— PAGE EXTRACT —
I’m an alcoholic and drug addict.
I usually don’t tell people I meet because it seems that most people have negative stereotypes of alcoholics. I think that mostly stems from people’s misunderstanding of what alcoholism really is. I have also abused prescription drugs. So I find it highly disturbing that medical doctors prescribe drugs like Percocet and Vicodin without asking any questions of the patient.
Anyway, in the words of Robin Williams (an alcoholic) in the movie Aladdin, “Enough about you, Casanova. Talk about her. She’s smart, fun. The hair, the eyes. Anything. Pick a feature.” She’s punctual.
Why post about substance dependence on a running blog? Because the two are highly related, and I was reminded of that in a recent blog post by Phil Torcivia where he describes other places besides the bar “that (insensible) people suggest as preferable places to meet a mate”. Still not relevant until you read the article and find that one is marathons. Had I known, I would have been getting my groove on during the Tucson Marathon yesterday. At mile 24 I was tempted to stop and break out the iPod (no I don’t actually own one), select some disco, crank up the volume, and start dancing. No. I was delirious, but not not delirious.
Actually, there’s something very primal about running while chasing down a prey. It usually ends with something dead and being eaten though, which is probably why they feed us at the end of marathons. Just think if they had big juicy steaks at the finish instead of nasty PB&J roll-ups, bananas, and bagals. Everyone would be setting PRs every race. Off topic. (Also, I don’t know the last time I ate beef, but it was a long time ago.)

(Stored data)
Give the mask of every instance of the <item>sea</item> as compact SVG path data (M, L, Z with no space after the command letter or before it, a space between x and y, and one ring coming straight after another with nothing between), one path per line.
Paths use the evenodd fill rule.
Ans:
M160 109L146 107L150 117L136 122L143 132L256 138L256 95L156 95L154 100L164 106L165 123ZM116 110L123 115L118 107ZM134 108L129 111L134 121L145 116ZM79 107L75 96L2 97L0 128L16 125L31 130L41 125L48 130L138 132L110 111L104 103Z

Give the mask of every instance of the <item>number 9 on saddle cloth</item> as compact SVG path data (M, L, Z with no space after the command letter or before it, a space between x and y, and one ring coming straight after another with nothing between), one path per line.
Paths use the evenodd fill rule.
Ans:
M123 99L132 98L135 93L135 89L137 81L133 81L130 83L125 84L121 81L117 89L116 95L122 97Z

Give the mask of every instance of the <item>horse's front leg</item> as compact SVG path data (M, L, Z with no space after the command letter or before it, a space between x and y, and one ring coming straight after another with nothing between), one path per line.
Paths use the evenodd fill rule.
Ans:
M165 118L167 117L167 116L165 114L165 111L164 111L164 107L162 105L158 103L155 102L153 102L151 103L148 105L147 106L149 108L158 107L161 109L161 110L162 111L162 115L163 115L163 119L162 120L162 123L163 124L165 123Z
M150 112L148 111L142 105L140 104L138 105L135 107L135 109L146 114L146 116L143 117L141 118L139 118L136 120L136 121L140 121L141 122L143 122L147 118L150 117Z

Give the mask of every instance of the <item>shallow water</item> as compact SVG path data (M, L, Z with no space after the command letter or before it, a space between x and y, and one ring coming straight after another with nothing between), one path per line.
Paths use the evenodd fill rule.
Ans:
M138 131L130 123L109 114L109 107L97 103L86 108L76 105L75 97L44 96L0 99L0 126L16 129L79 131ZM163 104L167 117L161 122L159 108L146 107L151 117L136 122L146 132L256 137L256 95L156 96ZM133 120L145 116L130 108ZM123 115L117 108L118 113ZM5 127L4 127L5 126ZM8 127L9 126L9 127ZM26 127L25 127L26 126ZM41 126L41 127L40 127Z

— COMPLETE THE FOLLOWING —
A) Answer these questions about the blog post:
(i) Which two prescription drugs does the writer say doctors prescribe without asking the patient any questions?
(ii) Which marathon did the writer run the day before?
(iii) What food does the writer imagine being served at the finish of marathons?
B) Please echo the part of the blog post that opens with the words containing "Actually, there’s something" and closes with "long time ago.)".

— RESPONSES IN ORDER —
A)
(i) Percocet and Vicodin
(ii) The Tucson Marathon
(iii) Big juicy steaks

B)
Actually, there’s something very primal about running while chasing down a prey. It usually ends with something dead and being eaten though, which is probably why they feed us at the end of marathons. Just think if they had big juicy steaks at the finish instead of nasty PB&J roll-ups, bananas, and bagals. Everyone would be setting PRs every race. Off topic. (Also, I don’t know the last time I ate beef, but it was a long time ago.)